═══ The data

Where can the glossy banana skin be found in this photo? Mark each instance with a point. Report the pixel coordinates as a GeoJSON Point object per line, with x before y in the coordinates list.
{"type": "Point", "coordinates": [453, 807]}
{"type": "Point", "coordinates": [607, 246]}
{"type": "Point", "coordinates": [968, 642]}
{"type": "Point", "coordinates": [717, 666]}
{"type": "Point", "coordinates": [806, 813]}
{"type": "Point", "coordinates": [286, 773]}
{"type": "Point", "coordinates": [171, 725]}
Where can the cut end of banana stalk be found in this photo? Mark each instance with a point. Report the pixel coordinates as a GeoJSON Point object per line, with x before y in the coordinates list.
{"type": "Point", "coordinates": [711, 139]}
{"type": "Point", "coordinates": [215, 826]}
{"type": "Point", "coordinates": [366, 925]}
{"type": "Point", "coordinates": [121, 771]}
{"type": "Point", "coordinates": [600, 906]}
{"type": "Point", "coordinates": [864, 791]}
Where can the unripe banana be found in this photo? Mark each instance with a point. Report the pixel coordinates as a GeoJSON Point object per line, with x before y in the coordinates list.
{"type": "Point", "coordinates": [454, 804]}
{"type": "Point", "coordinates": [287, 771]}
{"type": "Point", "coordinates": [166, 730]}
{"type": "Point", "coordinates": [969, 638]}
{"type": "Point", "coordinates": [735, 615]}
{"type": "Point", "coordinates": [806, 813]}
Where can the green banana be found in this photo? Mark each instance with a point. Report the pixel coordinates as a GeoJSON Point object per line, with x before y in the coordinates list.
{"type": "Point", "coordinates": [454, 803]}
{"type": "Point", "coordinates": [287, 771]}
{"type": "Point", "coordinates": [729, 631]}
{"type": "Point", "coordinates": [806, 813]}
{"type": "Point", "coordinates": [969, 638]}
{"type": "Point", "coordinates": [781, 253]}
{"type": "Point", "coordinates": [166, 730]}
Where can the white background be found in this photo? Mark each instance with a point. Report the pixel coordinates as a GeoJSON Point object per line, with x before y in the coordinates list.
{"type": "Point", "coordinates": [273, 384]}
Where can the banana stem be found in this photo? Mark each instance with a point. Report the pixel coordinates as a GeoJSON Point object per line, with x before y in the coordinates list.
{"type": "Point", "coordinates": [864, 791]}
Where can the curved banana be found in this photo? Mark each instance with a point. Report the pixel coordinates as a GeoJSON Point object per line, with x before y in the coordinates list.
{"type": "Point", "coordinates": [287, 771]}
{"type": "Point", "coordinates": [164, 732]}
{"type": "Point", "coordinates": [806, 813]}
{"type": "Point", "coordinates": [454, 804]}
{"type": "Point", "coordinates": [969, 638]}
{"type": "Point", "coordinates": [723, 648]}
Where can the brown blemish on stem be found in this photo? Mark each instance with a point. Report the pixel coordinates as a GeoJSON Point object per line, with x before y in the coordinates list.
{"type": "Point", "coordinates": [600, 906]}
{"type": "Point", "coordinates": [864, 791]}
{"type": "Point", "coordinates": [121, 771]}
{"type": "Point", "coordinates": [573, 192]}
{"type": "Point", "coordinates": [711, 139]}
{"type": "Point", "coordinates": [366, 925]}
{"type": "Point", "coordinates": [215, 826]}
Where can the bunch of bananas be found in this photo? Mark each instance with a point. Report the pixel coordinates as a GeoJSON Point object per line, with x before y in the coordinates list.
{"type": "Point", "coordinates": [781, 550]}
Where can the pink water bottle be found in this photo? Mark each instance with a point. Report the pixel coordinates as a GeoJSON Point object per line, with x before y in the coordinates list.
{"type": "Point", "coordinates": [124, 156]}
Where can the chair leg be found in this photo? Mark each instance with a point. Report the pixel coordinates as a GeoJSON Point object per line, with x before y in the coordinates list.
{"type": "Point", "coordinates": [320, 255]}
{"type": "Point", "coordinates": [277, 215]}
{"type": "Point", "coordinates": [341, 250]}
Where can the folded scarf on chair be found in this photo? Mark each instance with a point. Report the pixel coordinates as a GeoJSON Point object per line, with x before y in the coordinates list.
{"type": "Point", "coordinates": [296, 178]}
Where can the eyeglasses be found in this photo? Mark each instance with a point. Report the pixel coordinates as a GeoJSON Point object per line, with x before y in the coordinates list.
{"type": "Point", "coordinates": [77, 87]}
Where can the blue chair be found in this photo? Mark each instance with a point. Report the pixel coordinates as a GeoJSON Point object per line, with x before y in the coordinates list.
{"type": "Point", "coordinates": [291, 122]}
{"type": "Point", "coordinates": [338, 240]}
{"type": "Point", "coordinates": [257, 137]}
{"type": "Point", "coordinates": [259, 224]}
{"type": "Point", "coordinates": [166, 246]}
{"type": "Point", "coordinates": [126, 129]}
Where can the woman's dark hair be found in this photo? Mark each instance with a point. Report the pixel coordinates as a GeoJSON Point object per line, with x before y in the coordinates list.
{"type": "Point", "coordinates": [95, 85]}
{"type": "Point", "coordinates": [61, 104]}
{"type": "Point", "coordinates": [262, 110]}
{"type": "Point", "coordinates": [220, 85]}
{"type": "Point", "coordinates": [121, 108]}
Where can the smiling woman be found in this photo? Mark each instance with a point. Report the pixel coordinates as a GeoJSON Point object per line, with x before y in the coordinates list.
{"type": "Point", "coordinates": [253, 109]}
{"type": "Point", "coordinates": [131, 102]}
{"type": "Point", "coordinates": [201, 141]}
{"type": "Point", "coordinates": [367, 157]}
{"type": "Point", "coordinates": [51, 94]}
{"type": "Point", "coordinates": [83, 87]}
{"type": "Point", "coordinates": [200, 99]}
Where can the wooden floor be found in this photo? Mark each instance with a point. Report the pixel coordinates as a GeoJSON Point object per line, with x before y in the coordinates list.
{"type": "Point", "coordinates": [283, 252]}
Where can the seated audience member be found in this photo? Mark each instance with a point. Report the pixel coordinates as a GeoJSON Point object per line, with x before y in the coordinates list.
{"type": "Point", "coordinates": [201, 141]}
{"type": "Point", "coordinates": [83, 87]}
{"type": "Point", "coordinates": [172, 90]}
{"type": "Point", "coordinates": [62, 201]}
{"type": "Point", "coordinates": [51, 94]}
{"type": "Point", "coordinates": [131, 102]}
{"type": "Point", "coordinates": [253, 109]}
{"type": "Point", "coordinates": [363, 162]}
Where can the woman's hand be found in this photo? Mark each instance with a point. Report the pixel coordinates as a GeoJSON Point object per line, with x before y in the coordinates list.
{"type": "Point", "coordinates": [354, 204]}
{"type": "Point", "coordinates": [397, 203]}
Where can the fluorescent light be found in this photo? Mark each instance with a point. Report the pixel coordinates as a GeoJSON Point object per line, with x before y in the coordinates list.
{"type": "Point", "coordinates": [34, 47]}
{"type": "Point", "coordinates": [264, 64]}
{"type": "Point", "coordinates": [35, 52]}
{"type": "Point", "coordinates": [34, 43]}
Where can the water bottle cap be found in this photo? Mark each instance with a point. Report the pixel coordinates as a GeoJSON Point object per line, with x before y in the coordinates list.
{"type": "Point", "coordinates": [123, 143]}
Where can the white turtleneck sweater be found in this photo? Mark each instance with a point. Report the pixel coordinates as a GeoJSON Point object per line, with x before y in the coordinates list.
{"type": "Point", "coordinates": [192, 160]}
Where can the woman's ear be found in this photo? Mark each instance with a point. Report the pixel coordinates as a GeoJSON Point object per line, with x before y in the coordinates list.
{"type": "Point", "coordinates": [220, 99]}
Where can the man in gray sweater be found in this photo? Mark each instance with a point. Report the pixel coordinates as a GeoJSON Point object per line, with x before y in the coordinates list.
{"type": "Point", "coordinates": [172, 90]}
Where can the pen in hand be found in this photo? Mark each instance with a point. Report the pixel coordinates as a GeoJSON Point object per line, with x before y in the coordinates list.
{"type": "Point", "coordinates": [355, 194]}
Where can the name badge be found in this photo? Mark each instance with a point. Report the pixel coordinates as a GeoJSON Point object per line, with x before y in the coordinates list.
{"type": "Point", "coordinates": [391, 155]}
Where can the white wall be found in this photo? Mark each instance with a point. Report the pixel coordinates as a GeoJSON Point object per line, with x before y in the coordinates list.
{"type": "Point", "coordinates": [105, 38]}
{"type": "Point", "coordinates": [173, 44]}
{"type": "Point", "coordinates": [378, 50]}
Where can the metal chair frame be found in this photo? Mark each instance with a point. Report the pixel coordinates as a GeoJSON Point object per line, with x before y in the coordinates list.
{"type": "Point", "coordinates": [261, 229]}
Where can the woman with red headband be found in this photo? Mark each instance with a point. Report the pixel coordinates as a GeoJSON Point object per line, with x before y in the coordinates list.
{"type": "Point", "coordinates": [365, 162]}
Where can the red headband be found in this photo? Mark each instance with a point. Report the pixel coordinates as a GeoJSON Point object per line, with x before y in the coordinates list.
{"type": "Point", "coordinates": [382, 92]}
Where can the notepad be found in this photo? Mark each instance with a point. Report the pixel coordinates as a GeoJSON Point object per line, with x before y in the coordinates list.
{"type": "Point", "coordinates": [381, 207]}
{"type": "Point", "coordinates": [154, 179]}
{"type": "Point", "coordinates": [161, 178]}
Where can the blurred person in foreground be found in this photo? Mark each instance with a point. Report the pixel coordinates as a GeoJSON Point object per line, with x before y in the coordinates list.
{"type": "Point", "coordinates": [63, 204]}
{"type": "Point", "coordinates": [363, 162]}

══════

* [Assignment]: Write out exactly the lines of the entries above that run from the line containing "Where can the white wall" through the last line, including both.

* [Task solution]:
Where can the white wall be found in this photo? Mark each instance with a point. Report the pixel coordinates as a GeoJSON Point object per line, with x before y in the coordinates list.
{"type": "Point", "coordinates": [105, 38]}
{"type": "Point", "coordinates": [173, 44]}
{"type": "Point", "coordinates": [378, 50]}
Where can the metal chair frame be found in this photo? Mark each instance with a point. Report the pixel coordinates as a GeoJSON Point object per line, with x before y in the coordinates list.
{"type": "Point", "coordinates": [261, 229]}
Where can the woman with red headband be found in this photo? Mark each instance with a point. Report the pixel coordinates as a GeoJSON Point object per line, with x before y in the coordinates list.
{"type": "Point", "coordinates": [365, 162]}
Where can the red headband be found in this photo? Mark each instance with a point. Report the pixel coordinates as a GeoJSON Point object per line, with x before y in the coordinates list.
{"type": "Point", "coordinates": [382, 92]}
Where can the notepad be found in this photo? Mark each instance with a point. Report the pixel coordinates as a GeoJSON Point object per line, with x before y in the coordinates list.
{"type": "Point", "coordinates": [381, 207]}
{"type": "Point", "coordinates": [154, 179]}
{"type": "Point", "coordinates": [161, 178]}
Where can the blurred person in foreground be found in this photo? Mark each instance with a point. Report the pixel coordinates as a GeoJSON Point object per line, with x before y in the coordinates list.
{"type": "Point", "coordinates": [63, 204]}
{"type": "Point", "coordinates": [363, 162]}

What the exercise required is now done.